> GOAL
Please quote every one of the entries below verbatim, keeping their order.

[Data entries]
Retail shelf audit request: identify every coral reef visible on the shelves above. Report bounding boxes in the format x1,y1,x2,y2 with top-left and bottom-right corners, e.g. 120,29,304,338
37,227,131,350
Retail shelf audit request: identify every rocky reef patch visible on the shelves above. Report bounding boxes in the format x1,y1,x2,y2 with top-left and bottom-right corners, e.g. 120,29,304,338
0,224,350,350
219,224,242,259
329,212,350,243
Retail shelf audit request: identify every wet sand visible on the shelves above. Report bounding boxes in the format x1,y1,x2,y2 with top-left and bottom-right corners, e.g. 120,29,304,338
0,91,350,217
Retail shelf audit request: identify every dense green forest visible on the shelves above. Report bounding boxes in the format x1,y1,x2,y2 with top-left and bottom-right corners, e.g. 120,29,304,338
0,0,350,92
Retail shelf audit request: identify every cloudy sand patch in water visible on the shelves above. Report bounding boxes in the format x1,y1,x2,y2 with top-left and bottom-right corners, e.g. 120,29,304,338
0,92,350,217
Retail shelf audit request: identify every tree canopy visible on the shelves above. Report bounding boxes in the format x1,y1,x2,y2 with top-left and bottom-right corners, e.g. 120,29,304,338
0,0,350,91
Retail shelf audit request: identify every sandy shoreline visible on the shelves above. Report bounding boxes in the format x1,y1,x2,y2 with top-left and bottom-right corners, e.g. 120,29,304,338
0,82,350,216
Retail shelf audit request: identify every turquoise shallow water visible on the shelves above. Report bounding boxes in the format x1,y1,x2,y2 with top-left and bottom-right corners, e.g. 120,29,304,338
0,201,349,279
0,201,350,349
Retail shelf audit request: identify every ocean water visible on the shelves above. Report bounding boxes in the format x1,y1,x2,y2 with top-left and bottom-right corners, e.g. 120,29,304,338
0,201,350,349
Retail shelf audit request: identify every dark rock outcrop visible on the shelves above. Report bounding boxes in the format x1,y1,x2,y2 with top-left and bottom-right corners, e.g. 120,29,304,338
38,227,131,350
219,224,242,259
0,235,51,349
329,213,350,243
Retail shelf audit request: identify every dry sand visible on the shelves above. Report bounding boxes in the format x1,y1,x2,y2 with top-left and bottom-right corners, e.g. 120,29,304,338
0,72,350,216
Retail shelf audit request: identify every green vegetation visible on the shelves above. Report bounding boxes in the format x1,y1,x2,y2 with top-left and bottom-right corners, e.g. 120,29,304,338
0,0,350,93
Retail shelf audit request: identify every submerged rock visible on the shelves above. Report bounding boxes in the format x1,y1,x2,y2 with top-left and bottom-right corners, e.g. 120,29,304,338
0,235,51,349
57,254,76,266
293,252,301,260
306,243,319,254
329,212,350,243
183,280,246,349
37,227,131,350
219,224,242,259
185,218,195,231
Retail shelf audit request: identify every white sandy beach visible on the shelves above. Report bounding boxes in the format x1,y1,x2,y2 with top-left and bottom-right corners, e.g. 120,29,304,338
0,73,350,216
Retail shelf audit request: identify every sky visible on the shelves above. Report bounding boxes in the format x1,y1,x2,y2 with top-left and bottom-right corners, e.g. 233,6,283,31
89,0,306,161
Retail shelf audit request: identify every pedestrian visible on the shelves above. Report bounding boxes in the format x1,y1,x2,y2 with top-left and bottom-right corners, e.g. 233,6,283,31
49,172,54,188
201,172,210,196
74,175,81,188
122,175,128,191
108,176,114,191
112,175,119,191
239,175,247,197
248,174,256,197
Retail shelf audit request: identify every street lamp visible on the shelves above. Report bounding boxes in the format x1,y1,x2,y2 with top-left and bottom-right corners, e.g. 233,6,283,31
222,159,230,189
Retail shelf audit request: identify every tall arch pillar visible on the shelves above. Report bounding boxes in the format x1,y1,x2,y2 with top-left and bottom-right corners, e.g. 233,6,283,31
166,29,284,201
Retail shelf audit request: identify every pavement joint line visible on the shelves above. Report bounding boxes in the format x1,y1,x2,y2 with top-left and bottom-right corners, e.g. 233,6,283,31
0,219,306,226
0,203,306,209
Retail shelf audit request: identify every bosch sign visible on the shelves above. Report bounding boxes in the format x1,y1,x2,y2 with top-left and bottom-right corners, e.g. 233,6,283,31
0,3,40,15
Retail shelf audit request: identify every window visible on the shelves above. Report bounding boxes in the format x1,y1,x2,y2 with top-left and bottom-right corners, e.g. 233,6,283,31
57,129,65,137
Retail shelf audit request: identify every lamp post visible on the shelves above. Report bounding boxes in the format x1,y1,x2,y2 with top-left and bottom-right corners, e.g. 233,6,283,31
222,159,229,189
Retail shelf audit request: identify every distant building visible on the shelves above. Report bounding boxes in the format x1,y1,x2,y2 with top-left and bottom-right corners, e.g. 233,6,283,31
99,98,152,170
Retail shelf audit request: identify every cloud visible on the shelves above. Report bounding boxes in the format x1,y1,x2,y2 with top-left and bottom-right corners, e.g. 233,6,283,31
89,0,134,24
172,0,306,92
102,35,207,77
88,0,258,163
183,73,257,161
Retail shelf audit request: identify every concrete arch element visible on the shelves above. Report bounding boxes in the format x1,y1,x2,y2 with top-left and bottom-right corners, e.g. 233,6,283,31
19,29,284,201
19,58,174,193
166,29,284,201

> WRITTEN SOLUTION
Retail shelf audit request: identify every coral reef visible on the shelves above. Report bounding boxes in the format x1,y1,x2,y2 with top-left and bottom-right corners, e.g. 120,29,304,338
37,227,131,350
Retail shelf audit request: identify every rocky reef patch visible on the shelves above. Report bounding boxes in the format x1,y1,x2,y2 with top-left and bottom-right corners, e.g. 120,29,304,338
0,224,350,350
219,224,242,259
329,212,350,243
Retail shelf audit request: identify every wet sand visible on the shelves above. Report bounding boxes in the format x1,y1,x2,y2 with top-left and bottom-right corners, e.g. 120,29,304,338
0,91,350,217
Retail shelf audit request: identify every dense green forest visible on the shelves above. Report bounding boxes in the format x1,y1,x2,y2 with top-left and bottom-right corners, e.g. 120,29,304,338
0,0,350,92
Retail shelf audit request: identify every cloudy sand patch in water visible on the shelves above. Report bounding boxes in the format x1,y1,x2,y2 with top-left and bottom-right corners, e.g. 120,29,304,338
0,92,350,217
Retail shelf audit request: identify every tree canopy visible on the shelves above. Report bounding boxes in the format x1,y1,x2,y2 with top-left and bottom-right corners, e.g. 120,29,304,338
0,0,350,91
Retail shelf audit request: identify every sandy shoreline visible on the shelves above. Report bounding boxes in the format x1,y1,x2,y2 with top-left and bottom-right corners, e.g. 120,29,304,338
0,82,350,216
Retail shelf audit request: identify every turquoise shallow water visible on the shelves above. Report bounding boxes in the format x1,y1,x2,y2 with top-left and bottom-right corners, e.g. 120,29,304,338
0,201,349,279
0,201,350,349
Retail shelf audit request: identify every ocean water visible on the shelves above. Report bounding boxes in the format x1,y1,x2,y2 with top-left and bottom-right corners, e.g. 120,29,304,338
0,201,350,349
Retail shelf audit request: identify every dark rock outcrop visible on the shelves above. Report bounding boxes in the format x1,y1,x2,y2 with top-left and bottom-right corners, e.g. 120,29,304,338
38,227,131,350
219,224,242,259
0,235,51,349
329,213,350,243
Retail shelf audit request: identify every dry sand visible on the shelves above. Report bounding boxes in the format x1,y1,x2,y2 with top-left and bottom-right corners, e.g. 120,29,304,338
0,72,350,216
Retail shelf audit request: identify every green vegetation visible on the shelves above. Report bounding boxes in the format x1,y1,x2,y2 with top-left and bottom-right corners, e.g. 120,29,304,338
0,0,350,93
Retail shelf audit request: identify every submerged rock visible on the shelves above. Report bounding boxes in the format x1,y1,x2,y2 with top-left and bottom-right corners, e.g. 120,29,304,338
0,235,51,349
57,254,76,266
293,252,301,260
306,243,319,254
329,212,350,243
183,280,246,349
37,227,131,350
219,224,242,259
185,218,195,231
Retail shelf audit request: identify every white sandy beach visible on the shelves above. Report bounding boxes in the format x1,y1,x2,y2 with top-left and bottom-right corners, e.g. 120,29,304,338
0,73,350,216
Retail shelf audit request: identify every sky visible on the shelves above. Report bounding boxes in the format x1,y1,x2,y2 with top-left and bottom-right corners, e.g. 233,6,283,31
89,0,306,161
Retail shelf audit request: identify every pedestrian visible on the shelves above. Report bounding boxes in the format x1,y1,x2,y2 with top-left and bottom-right corners, e.g. 233,6,283,31
49,172,54,188
201,172,210,196
74,175,81,188
122,175,128,191
108,176,114,191
112,175,119,191
239,175,247,197
248,174,256,197
Retail shelf audit request: identify every street lamp visible on the shelves above. Report bounding boxes in the format x1,y1,x2,y2 with top-left and bottom-right corners, e.g. 233,6,283,31
222,159,230,189
Retail shelf audit request: identify every tall arch pillar visible on the shelves above. Report bounding boxes in the format x1,y1,x2,y2 with top-left and bottom-right corners, e.g. 233,6,283,31
166,29,284,201
Retail shelf audit request: identify every pavement joint line visible on the shelves above. Report bounding boxes in the format x1,y1,x2,y2 with top-left and bottom-right corners, e.g. 233,6,283,31
0,219,306,226
0,203,306,209
Retail shelf audit request: identify every bosch sign visible on the shelves above. Report bounding boxes in the format x1,y1,x2,y2 with top-left and bottom-right corners, e.g. 233,6,283,31
0,3,40,15
Retail shelf audit request: identify every window visible on the shelves above. Report bounding boxes in the format x1,y1,x2,y2 with top-left and bottom-right corners, e.g. 233,6,283,31
57,129,65,137
Retail shelf audit request: identify every lamp post visible on the shelves above. Report bounding boxes in the format x1,y1,x2,y2 with top-left and bottom-right corners, e.g. 233,6,283,31
222,159,229,189
Retail shelf audit request: identify every distant building visible on the shelves above. Report bounding boxes in the format x1,y1,x2,y2 with top-left and bottom-right corners, e.g. 233,6,283,31
99,98,152,170
Retail shelf audit request: identify every cloud visible on the shelves above. Report bounding boxes in the format x1,y1,x2,y2 with top-left and bottom-right corners, e.g. 233,6,283,31
89,0,134,24
172,0,306,92
102,35,207,77
88,0,258,163
183,73,257,161
Retail shelf audit request: identify every concrete arch element visible on the shelves above. Report bounding boxes in the format x1,y1,x2,y2 with top-left and bottom-right corners, e.g. 233,6,283,31
19,29,284,201
19,58,174,193
166,29,284,201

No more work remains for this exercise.